▶ _ВЫПОЛНИТЕ ЗАДАНИЯ_:
1. Ответьте по справке о писателе на вопросы:
(a) В каком году и в каком городе родился Адриан Кристобаль?
(b) С какого года он является председателем Союза писателей Филиппин?
(c) В каком издании он начал писательскую деятельность как журналист?
2. Перечислите по справке о писателе все жанры его произведений, которые публиковались в еженедельнике.
3. Перепишите фрагмент справки о писателе, подставив "Кесон-Сити" вместо "Маниле". Начните со слов "Мо Инья - Избранные" и закончите после слов "Союза писателей Филиппин.".

▶ _ИЗБРАННЫЙ ОТРЫВОК_:

▼▼▼

Мо Инья - Избранные произведения писателей Юго-Восточной Азии
Адриан Кристобаль
Адриан Кристобаль родился 1932 году в Маниле. Он принадлежит к тому довольно распространенному в развивающихся странах типу интеллектуалов, которые успешно сочетают служение музам с государственной службой. Писательскую деятельность он начал в 50-е годы как журналист в одном из столичных еженедельников, где публиковались его рассказы, эссе и пьесы. Тогда же началась и его карьера государственного служащего. Одно способствовало другому: трезвость политика благотворно сказалась на четкости авторской позиции литератора; размышления литератора о судьбах филиппинской культуры помогли становлению дальновидного политика, выступающего против американского диктата, за дружбу и сотрудничество с социалистическими странами. С 1974 года он является председателем Союза писателей Филиппин.

▲▲▲

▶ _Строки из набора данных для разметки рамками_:

▼▼▼

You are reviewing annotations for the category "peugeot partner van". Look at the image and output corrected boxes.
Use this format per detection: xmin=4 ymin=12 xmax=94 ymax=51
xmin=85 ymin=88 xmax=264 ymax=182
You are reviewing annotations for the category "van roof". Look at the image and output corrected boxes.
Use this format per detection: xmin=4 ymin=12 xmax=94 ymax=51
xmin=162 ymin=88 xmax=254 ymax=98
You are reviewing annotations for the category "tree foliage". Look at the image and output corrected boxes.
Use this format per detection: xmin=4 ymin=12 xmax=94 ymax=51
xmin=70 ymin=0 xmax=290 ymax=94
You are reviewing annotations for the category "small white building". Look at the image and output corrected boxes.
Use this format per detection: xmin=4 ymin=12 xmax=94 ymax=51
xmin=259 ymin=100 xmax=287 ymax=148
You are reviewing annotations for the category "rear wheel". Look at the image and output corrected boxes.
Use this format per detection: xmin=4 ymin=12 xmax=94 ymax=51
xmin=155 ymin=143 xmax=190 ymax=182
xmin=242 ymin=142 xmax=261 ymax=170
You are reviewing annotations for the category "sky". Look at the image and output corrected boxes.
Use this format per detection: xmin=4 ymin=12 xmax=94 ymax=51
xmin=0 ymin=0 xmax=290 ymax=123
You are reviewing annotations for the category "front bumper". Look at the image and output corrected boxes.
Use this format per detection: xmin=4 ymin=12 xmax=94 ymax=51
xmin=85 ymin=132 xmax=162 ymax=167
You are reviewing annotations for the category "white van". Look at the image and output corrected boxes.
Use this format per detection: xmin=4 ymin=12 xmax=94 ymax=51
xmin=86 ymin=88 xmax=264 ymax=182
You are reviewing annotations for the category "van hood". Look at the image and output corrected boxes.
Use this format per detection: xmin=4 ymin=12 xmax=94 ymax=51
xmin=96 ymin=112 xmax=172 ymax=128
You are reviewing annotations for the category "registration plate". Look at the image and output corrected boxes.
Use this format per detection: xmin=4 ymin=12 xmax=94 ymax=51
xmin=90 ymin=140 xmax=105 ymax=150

▲▲▲

▶ _ОТВЕТЫ_:
1.
(a) В 1932 году, в Маниле.
(b) С 1974 года.
(c) В одном из столичных еженедельников.

2. Рассказы, эссе, пьесы.

3.
Мо Инья - Избранные произведения писателей Юго-Восточной Азии
Адриан Кристобаль
Адриан Кристобаль родился 1932 году в Кесон-Сити. Он принадлежит к тому довольно распространенному в развивающихся странах типу интеллектуалов, которые успешно сочетают служение музам с государственной службой. Писательскую деятельность он начал в 50-е годы как журналист в одном из столичных еженедельников, где публиковались его рассказы, эссе и пьесы. Тогда же началась и его карьера государственного служащего. Одно способствовало другому: трезвость политика благотворно сказалась на четкости авторской позиции литератора; размышления литератора о судьбах филиппинской культуры помогли становлению дальновидного политика, выступающего против американского диктата, за дружбу и сотрудничество с социалистическими странами. С 1974 года он является председателем Союза писателей Филиппин.